_Activity_.
Every line of the material that mentions the word "small" should be copied out.

##### Supplied material

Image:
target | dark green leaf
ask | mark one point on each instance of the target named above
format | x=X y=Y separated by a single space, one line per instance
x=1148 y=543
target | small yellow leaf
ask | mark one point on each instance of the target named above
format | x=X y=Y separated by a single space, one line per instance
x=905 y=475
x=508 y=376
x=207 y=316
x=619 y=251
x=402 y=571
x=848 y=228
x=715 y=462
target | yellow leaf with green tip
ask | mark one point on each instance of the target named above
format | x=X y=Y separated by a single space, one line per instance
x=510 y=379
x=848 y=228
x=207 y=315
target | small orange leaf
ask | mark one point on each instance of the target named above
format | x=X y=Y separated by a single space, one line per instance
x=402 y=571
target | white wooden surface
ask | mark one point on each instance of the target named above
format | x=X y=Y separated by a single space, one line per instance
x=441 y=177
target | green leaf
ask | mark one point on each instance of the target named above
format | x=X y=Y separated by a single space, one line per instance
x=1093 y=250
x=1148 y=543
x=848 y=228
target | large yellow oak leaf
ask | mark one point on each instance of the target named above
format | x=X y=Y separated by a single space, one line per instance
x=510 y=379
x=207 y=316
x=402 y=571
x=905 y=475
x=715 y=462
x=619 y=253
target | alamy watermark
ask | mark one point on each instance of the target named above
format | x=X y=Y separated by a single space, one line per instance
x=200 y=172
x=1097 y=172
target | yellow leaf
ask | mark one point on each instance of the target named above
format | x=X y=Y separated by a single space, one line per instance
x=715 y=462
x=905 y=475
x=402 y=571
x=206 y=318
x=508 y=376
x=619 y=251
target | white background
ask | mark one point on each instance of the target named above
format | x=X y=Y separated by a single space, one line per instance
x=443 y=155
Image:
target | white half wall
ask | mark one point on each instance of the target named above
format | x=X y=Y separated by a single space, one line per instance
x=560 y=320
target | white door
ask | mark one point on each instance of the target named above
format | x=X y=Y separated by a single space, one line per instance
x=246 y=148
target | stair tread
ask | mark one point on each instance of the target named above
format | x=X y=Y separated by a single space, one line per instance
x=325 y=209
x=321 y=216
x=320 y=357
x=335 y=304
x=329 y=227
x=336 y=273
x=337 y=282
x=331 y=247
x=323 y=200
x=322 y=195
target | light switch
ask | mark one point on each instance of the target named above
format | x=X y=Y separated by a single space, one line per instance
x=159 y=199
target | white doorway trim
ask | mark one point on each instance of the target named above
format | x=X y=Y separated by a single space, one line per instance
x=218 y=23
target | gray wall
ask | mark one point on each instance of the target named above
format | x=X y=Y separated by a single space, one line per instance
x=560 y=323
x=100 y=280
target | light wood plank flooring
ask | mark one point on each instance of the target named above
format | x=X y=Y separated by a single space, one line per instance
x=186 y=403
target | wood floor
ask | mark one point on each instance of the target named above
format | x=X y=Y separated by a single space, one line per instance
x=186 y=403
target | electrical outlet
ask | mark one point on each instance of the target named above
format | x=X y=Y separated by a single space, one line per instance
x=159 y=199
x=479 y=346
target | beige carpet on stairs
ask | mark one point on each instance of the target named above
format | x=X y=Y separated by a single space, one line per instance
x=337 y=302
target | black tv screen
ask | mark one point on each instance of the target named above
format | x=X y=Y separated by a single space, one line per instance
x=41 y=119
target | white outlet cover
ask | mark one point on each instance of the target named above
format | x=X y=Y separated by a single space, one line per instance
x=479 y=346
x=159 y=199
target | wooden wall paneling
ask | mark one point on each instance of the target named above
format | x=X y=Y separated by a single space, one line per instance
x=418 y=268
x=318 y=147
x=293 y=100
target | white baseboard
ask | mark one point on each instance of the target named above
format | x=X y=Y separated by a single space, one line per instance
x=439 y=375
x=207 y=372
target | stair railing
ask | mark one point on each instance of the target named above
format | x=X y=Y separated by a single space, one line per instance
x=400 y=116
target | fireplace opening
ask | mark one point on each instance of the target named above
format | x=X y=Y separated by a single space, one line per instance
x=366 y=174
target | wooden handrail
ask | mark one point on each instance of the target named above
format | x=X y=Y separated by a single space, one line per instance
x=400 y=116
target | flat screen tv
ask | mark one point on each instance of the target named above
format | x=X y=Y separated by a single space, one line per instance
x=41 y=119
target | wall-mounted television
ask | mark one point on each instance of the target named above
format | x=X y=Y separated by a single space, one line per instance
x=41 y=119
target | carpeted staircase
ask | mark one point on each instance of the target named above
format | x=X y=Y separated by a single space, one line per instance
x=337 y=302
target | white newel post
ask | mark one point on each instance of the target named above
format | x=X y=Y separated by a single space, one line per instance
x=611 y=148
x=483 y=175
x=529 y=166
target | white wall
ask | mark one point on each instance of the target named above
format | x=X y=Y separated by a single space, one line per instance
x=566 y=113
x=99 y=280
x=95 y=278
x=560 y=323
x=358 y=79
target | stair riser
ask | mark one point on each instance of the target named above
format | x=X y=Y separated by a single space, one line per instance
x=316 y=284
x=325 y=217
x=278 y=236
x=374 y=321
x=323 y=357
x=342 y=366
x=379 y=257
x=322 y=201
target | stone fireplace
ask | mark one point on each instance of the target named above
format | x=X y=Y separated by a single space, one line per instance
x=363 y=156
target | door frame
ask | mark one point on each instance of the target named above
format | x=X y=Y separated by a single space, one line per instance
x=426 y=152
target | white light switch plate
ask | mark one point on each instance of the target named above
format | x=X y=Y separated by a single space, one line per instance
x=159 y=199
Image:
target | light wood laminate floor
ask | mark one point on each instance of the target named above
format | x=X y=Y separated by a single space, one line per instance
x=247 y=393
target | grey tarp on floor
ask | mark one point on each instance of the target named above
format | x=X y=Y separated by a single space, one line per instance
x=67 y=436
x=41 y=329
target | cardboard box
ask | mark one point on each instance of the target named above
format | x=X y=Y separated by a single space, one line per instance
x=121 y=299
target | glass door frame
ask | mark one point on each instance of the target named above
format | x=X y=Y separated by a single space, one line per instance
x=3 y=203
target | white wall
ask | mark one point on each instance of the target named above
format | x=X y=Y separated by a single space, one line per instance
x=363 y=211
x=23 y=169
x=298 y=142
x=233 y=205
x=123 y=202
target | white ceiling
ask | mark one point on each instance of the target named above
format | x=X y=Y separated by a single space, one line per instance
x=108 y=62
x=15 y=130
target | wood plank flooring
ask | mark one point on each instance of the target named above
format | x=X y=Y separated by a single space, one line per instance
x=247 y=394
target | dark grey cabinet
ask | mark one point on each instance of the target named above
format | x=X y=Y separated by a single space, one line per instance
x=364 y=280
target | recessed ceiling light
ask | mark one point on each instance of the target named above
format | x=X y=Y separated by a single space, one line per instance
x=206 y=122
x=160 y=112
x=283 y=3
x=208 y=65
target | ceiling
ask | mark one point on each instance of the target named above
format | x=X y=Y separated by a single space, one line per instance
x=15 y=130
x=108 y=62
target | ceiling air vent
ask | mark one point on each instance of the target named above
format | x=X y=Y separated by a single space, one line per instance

##########

_Answer space_.
target | small yellow leaf
target | small orange leaf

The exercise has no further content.